**Task prompt:** Images are to be left out when the records below are printed word for word.

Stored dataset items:
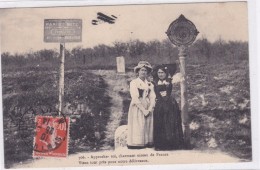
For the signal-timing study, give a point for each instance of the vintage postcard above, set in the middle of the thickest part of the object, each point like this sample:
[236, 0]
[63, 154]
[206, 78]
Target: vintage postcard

**Response box:**
For the signal-timing study, give a point for each instance of the vintage postcard above, set in the middle of the thickest part of the object, each point like this sample:
[236, 0]
[63, 154]
[206, 78]
Target: vintage postcard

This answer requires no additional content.